» **Problem details**
Check each line of the material for the string "blurred", and copy the lines that have it.

» **Information shown**
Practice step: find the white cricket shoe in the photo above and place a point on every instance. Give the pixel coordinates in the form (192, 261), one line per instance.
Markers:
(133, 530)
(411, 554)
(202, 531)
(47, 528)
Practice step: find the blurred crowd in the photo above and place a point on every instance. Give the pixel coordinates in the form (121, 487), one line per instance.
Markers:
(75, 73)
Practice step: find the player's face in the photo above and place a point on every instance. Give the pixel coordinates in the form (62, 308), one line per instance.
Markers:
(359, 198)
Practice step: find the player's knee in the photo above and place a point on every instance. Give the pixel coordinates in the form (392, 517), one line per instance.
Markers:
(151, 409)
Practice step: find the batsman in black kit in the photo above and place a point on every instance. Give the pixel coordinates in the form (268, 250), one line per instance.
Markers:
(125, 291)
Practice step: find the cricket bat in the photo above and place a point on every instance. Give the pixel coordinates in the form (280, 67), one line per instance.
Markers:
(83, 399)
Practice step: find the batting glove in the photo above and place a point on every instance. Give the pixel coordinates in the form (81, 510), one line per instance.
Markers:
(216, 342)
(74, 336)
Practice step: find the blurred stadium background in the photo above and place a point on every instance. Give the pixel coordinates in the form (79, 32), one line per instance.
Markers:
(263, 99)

» **Expected output**
Practice step: find the blurred crowd in the photo above and place a point on every instance. Give the pixel coordinates in the form (121, 487), one line per instance.
Practice step: find the blurred stadium background in the photo above and place a point on every instance. Give the pixel coordinates in the form (79, 32), one line per instance.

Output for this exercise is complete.